(Labeled area outline material)
_ _ _ _ _ _ _

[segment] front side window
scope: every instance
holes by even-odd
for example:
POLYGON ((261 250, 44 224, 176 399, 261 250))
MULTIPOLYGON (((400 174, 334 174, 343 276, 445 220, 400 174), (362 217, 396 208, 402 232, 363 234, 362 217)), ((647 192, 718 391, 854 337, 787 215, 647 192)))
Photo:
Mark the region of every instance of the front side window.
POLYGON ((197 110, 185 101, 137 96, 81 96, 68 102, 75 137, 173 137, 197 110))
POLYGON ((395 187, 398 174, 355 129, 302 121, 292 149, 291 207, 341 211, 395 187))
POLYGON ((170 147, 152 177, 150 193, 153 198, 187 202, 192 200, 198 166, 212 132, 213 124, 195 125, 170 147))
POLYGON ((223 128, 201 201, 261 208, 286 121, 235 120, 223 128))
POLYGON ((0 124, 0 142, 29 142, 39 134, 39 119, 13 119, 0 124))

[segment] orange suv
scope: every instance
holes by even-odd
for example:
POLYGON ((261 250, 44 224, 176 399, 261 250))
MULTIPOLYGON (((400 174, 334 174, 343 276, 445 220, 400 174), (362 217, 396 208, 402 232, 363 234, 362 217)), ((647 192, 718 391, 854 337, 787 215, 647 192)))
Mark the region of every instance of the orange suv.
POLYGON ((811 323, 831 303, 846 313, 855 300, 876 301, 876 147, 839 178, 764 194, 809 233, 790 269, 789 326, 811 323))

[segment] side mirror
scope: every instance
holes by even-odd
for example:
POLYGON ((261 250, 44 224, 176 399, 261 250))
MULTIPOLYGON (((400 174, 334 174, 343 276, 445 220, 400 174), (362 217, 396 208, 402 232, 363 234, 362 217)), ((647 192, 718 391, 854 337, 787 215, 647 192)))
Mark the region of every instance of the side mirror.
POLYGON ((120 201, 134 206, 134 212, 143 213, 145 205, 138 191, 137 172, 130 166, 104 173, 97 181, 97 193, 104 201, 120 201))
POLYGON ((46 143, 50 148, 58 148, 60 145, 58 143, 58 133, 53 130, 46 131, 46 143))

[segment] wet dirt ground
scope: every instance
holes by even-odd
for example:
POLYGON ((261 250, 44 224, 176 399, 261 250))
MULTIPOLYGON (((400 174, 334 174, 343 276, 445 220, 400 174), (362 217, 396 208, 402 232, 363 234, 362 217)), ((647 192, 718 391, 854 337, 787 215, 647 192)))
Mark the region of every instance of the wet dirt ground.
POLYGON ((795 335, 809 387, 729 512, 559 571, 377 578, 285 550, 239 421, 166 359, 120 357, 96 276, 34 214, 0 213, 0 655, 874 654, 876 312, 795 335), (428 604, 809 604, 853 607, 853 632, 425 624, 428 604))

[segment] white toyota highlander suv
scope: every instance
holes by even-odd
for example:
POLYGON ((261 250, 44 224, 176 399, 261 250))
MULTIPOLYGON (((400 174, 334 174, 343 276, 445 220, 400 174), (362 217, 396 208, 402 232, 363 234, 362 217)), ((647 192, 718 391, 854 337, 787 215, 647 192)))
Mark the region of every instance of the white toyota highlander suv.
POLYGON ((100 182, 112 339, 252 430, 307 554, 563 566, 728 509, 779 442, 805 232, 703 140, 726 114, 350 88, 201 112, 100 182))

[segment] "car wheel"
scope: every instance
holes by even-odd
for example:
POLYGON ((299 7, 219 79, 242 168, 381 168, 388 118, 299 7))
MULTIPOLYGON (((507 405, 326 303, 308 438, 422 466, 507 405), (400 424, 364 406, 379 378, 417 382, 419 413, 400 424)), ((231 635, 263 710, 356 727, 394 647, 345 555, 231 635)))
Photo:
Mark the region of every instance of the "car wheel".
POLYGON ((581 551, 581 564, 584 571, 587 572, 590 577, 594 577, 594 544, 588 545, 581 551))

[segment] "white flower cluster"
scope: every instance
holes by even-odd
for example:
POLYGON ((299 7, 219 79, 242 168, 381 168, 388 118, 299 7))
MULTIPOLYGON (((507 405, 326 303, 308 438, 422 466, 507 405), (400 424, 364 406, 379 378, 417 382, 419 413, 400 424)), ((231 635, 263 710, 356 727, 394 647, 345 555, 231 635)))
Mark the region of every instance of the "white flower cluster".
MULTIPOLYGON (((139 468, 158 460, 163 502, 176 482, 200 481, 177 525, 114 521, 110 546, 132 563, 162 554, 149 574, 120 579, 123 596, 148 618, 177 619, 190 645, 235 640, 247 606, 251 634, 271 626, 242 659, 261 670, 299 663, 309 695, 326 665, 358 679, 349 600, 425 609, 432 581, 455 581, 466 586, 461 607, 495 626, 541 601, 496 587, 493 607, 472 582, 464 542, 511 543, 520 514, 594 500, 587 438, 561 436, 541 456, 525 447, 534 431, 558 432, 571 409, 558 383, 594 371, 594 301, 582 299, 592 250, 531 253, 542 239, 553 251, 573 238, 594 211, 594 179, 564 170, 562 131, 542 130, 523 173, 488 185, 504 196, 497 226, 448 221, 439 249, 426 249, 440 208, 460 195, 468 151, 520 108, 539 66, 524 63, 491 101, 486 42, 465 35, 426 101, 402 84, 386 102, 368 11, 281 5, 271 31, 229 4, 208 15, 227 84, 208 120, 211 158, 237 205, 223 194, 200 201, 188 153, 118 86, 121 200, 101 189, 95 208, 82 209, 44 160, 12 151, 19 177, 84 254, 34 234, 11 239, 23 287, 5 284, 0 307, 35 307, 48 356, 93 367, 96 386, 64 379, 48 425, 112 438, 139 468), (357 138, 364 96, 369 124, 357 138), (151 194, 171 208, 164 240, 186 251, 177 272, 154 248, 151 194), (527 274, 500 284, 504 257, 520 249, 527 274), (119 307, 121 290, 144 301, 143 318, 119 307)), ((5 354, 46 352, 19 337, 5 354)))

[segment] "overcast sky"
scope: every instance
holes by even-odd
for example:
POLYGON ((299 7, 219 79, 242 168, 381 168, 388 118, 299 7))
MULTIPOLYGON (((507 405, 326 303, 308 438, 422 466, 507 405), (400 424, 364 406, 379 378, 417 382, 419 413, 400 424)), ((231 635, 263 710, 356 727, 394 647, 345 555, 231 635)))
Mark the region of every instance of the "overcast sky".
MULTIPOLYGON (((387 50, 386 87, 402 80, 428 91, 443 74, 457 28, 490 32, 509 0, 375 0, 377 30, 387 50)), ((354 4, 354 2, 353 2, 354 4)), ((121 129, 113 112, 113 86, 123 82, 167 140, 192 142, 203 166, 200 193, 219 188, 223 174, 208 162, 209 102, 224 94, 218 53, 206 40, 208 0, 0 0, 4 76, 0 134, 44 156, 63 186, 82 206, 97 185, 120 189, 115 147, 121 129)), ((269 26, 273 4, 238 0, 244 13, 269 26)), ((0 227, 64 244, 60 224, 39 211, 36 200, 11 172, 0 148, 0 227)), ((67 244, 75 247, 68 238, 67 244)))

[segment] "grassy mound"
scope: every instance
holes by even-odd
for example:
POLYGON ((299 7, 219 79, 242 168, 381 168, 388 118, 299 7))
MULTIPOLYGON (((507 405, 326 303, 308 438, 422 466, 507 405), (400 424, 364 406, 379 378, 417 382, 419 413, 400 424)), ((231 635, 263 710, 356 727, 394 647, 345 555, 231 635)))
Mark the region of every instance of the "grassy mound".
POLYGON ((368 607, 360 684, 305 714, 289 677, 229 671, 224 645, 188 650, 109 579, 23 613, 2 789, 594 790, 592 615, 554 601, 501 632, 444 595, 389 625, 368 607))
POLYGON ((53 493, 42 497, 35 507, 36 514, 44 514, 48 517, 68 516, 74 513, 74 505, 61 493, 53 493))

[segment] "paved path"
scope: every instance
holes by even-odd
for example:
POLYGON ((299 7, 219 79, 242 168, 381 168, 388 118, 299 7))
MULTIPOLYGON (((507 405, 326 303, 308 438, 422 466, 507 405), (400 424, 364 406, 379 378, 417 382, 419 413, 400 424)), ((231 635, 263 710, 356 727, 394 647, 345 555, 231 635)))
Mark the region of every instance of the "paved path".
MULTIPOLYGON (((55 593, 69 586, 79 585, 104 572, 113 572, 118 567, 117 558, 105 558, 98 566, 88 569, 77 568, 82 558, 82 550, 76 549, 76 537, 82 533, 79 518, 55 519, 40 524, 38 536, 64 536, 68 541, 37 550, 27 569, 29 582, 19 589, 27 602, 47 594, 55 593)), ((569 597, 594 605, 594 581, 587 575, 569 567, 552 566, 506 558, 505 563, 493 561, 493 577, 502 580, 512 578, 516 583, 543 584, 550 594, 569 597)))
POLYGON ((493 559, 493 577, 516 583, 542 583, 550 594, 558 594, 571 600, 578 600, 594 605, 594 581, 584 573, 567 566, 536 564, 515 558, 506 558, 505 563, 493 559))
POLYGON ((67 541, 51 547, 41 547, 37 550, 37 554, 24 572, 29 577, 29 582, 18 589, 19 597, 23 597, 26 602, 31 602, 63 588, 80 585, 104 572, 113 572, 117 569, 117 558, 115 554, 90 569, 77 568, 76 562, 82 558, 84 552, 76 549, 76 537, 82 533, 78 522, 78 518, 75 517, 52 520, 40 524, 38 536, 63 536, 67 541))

_ _ _ _ _ _ _

* **Task prompt**: From the start of the material up to and including the line with "POLYGON ((395 187, 398", change every "front side window" to "rear side window" and reproduce those lines with nothing else altered.

* **Expected output**:
[segment] rear side window
scope: every instance
holes by even-odd
for example:
POLYGON ((261 250, 44 224, 176 399, 261 250))
MULTIPOLYGON (((400 174, 334 174, 343 276, 445 220, 400 174), (362 217, 396 208, 402 232, 363 234, 362 217)), ((647 192, 718 391, 854 337, 787 215, 647 192)))
Photo:
Mark the region of every instance of the rear side window.
POLYGON ((197 110, 185 101, 137 96, 81 96, 68 102, 75 137, 173 137, 197 110))
POLYGON ((395 187, 398 174, 355 129, 302 121, 292 149, 291 207, 341 211, 395 187))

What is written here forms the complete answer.